=== Given text ===

For example I have a static C++ array {'d', 'o', 'c', 's'}. And I have x86 architecture, with 32-bits length words.

I want to replace letter c with g. As far as I understand, when we make a read operation from a byte addressable RAM, CPU always reads 1 word from it. So it will read the whole array.

After CPU will read the array, I will replace letter c with g and write it back to memory.

Will CPU write 1 bytes or 4 byte in RAM?

If it writes 4 bytes, what's the point of using byte addressable memory instead of word addressable?


Let's consider another example. The CPU uses 32 bits words. We have an array of 4 bytes in RAM. It starts at address 0x000:

0x000: 1110 1111 0000 1100 [1110 1111] 0000 1100 // we want to update byte in brackets
0x003: ....
0x007: ....

Since RAM is byte addressable, each cell contains exactly 1 byte. So, theoretically, we can read or write 1 byte using single memory access. But since computer has 32 bits bus, CPU always reads 32 bits using single memory access.

So as far as I understand CPU reads the whole word into its register:

1110 1111 0000 1100 [1110 1111] 0000 1100

Then it updates 3rd byte in this register (for example with 1000 1111):

1110 1111 0000 1100 [1000 1111] 0000 1100

And I don't understand what’s next. [Main question] Does CPU write all 32 bits from register to RAM or only 8 bits?

[Answered] If it updates 32 bits, what’s the point of not using word addressable RAM which works exactly the same? According to answers below we still did it because of our past and Sneakernet.

  • Am I right in thinking that your essential question is "why does a CPU have instructions which can address and manipulate memory at a resolution smaller than its native word size"? The simple answer is convenience - many CPUs are backwards compatible (that is, "binary compatible" which means they continue to support instructions which are narrower than their native word size so that old compiled software continues to run seamlessly), and computer programmers are also accustomed to the notion of the 8-bit byte and pointers to byte addresses, as being the basic elements of computing.
    – Steve
    Mar 15, 2020 at 0:37
  • Yeah, it is definitely possible to change only one byte of RAM
    – user348453
    Mar 15, 2020 at 23:41
  • Note that it is common for 32-bit cpu to use 64-bit bus. Processor's "word" has nothing to do with memory.
    – user289860
    Mar 16, 2020 at 18:51
  • 3
    CPU always reads and writes 64 bytes from memory. These are called "cache lines".
    – user253751
    Mar 17, 2020 at 10:44
  • This... reeks of a homework question. I'm VTC.
    – T. Sar
    Mar 17, 2020 at 11:56

7 Answers 7


The internet.

When you have multiple computers networked together there is no such thing as "the word size". Every computer has its own idea how big it's bus is. But they all agree on bytes (even if they can't agree on byte order). So we keep making bytes addressable. It helps with compatibility issues. It's a carry over from the days of 8 bit computing when that was the bus size.

=== Recorded information ===

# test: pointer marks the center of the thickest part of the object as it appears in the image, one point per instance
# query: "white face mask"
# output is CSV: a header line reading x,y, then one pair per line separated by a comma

===

▸ **Problems to work on**
a) In the thread on byte-addressable memory, what does the comment from user253751 say the 64-byte units that a CPU reads and writes are called?
b) Carry on the thread on byte-addressable memory, starting after its final sentence.
The listing has no connection to the text.

▸ **Responses**
a) Cache lines.

b)
The sneaker net.

Even computers that aren't physically connected still share data using removable media. They need some kind of agreement on how big addressable units of memory are. Here we also settled on 8 bit bytes. It's why ASCII and EBCDIC fit in bytes.

These traditional forces are why when bus sizes grow they typically grow into something divisible by 8. It's hard to escape your past.

Is it possible to update exactly 1 byte in RAM?


It has to be. It's just a question of how that's done. Exactly how it's done is architecture dependant.

Typically the bus itself is "byte addressable". So just because I've sent you more bytes than you need doesn't mean you have to use them all.

I've found a good explanation of that here.

  • 1
    @NoNameQA better? Mar 14, 2020 at 13:06
  • 1
    Well of course there are performance issues. Unused bytes don’t transfer data. But they don’t stop this from working. How many go unused is in control of those who define the data structure. Mar 14, 2020 at 14:06
  • 1
    I'm not really following this reasoning. There is no necessary connection between byte addressability and the native word size. And as for networking or removable media, these share no relation at all - a floppy disk for example was typically sector addressable (512 bytes), with sector-at-a-time updates.
    – Steve
    Mar 15, 2020 at 0:06
  • 2
    I'm not following why that is the case. Main memory addresses are rarely if ever used outside an individual machine, so I don't see why communication with another machine would be impugned if one particular machine addressed main memory in 16-bit, rather than 8-bit chunks. Also at the physical level, many removable storage mediums are not byte addressable, or byte updateable, and many wired communication protocols are serial (that is, one-bit-at-a-time).
    – Steve
    Mar 15, 2020 at 11:01
  • 2
    16 bit is divisible by 8. Try to work with ascii on a 6, 12, or 18 bit computer. You either end up zero padding at the bit level or you end up on the sad side of a greatest common denominator problem. Let everyone use whatever bus size, without regard to 8 bit bytes, and the GCD problem ends up having a combinational explosion. Not every data structure is naturally byte aligned. Even ascii has an unused bit. But because of 8 bit bytes being the convention that’s the end of the addressability issue being the cause of any more padding. Mar 15, 2020 at 13:56

The C Standard requires that the implementation must be able to read and write single bytes. If you have an array char a[100] and one thread increases a[0] by 1, while another thread increases a[1] by 1, it is required that the implementation doesn't introduce any race condition.

This is the case even if your code runs on a server with two sockets (that is two independent CPUs) and these two threads are on two different CPUs.

There will be a lot of bus traffic going forth and back, and it won't be very efficient, but logically each thread can read and write a single byte.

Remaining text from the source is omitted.